- [Supplied information]
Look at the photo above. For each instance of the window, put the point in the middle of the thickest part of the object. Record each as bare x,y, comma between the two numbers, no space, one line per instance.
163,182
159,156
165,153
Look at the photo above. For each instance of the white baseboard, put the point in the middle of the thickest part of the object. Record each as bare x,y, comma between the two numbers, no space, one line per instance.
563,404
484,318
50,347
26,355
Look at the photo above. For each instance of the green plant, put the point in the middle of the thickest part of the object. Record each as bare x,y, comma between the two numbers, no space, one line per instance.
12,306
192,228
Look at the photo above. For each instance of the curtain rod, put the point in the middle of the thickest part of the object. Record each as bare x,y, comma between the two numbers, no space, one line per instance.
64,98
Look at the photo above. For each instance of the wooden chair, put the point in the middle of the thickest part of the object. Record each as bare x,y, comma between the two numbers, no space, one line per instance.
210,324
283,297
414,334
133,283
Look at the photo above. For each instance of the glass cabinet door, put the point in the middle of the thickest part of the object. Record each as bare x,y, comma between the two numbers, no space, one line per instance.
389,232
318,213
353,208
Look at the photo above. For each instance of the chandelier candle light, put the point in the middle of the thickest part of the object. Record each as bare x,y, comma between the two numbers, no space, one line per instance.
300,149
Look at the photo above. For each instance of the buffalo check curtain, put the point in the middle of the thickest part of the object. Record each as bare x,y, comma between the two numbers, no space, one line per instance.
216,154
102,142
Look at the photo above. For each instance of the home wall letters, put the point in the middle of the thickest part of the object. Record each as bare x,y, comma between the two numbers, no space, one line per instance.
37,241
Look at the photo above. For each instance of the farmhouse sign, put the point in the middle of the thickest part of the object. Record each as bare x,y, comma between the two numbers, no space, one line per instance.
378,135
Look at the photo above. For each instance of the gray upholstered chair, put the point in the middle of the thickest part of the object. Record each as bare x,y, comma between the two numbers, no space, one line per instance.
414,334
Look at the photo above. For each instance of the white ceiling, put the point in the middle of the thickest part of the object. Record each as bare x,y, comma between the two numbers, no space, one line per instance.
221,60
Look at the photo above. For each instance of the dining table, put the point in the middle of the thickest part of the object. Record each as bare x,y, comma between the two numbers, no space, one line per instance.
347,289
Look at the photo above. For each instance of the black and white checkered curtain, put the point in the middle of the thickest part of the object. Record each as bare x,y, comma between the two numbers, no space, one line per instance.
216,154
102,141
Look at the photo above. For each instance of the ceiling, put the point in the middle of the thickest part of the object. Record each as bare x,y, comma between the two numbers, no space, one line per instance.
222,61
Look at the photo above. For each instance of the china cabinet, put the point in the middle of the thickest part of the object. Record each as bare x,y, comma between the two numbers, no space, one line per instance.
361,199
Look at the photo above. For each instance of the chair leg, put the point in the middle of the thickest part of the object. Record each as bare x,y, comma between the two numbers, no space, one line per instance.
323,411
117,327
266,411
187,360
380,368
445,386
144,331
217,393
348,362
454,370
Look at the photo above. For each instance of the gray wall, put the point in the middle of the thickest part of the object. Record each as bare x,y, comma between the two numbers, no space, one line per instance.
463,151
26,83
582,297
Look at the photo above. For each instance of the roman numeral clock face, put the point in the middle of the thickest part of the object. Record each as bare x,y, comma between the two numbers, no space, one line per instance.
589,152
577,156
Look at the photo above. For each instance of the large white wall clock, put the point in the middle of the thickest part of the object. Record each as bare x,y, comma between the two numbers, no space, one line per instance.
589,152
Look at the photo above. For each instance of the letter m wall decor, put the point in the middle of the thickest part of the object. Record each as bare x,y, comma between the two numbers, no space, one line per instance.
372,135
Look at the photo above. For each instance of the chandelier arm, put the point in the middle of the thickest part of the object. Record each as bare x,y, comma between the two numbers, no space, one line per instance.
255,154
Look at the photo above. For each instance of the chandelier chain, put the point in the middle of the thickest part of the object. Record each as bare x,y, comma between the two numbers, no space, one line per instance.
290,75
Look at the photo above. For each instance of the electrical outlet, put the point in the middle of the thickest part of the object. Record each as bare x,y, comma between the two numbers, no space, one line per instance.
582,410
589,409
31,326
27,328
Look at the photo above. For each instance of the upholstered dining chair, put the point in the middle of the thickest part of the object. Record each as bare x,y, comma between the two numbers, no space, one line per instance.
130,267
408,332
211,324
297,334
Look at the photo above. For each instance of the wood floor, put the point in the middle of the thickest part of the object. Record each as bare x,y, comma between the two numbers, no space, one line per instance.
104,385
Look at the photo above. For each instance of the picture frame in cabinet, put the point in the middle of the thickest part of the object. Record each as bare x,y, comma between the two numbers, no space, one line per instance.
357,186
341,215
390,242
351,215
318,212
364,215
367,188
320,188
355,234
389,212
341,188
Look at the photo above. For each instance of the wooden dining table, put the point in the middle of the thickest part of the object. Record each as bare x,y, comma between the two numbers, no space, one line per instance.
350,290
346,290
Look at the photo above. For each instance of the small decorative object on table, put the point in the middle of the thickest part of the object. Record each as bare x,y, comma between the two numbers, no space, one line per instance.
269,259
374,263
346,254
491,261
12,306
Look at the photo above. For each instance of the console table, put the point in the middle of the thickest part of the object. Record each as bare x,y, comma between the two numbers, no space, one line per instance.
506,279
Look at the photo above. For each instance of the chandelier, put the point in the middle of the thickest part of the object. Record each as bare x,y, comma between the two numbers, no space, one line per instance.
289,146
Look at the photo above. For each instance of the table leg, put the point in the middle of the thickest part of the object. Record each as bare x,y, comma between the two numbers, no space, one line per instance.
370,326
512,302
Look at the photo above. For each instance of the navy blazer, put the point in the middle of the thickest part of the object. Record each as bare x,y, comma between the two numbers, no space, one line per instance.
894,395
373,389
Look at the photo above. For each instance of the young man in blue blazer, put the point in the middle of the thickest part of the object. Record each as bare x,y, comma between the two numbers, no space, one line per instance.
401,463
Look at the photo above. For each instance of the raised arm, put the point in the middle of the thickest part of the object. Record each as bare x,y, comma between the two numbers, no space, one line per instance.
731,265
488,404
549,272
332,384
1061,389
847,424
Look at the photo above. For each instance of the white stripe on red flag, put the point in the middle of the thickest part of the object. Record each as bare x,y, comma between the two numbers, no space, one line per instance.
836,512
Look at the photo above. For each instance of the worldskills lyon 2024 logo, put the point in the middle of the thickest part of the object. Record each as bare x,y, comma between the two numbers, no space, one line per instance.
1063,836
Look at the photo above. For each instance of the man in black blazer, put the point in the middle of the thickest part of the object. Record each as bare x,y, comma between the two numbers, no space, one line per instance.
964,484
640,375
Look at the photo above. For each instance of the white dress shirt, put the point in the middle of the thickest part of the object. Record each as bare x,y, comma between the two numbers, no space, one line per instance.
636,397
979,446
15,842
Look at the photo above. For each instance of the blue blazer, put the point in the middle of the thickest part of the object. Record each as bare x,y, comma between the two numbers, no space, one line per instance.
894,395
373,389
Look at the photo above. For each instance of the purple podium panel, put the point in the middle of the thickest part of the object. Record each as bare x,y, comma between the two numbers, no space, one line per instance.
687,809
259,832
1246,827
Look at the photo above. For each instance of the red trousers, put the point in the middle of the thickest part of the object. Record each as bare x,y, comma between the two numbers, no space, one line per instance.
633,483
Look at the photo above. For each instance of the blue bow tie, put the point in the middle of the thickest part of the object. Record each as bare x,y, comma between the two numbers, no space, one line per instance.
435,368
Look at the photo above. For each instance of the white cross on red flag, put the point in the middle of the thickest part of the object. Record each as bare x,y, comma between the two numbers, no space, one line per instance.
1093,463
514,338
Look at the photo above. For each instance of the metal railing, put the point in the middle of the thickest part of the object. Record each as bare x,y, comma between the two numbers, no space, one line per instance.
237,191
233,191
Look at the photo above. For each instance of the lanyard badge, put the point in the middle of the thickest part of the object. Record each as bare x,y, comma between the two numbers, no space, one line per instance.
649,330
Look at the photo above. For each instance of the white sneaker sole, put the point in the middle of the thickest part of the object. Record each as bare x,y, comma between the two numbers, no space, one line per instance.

- [Task to carry out] Look above for the line containing "the blue bow"; copy from it through the last line, exactly, and nothing more.

- [Answer for this exercise]
Look at the photo above. For each instance of the blue bow tie, put the point in the middle of the thickest part of the object. Record each as bare x,y, comma between the two numbers, no space, one line per instance.
435,368
Look at the photo above. For each instance of the white cross on red flag, put the point in the middle of the thickest part of the object. Record each as bare x,y, comma between the two numbers, no space, one line per instance.
1093,463
514,338
Look at the photo above. For each instance of the metal railing, put the point in the middle of the thickest part of the object. Record each as bare x,y, comma between the two numbers, no space, one line per instance.
237,191
233,191
Look at the photo above. For each instance of the lanyard badge, put the point in the middle of the thickest part of the object. Record each as bare x,y, comma between the two numbers, no space, one line per instance.
649,330
Look at the photo above. For each instance of the white sneaker sole, put the point in the middle of the thickest part of the object. Record each as bare x,y, comma between the two numbers, no space, one line per instance.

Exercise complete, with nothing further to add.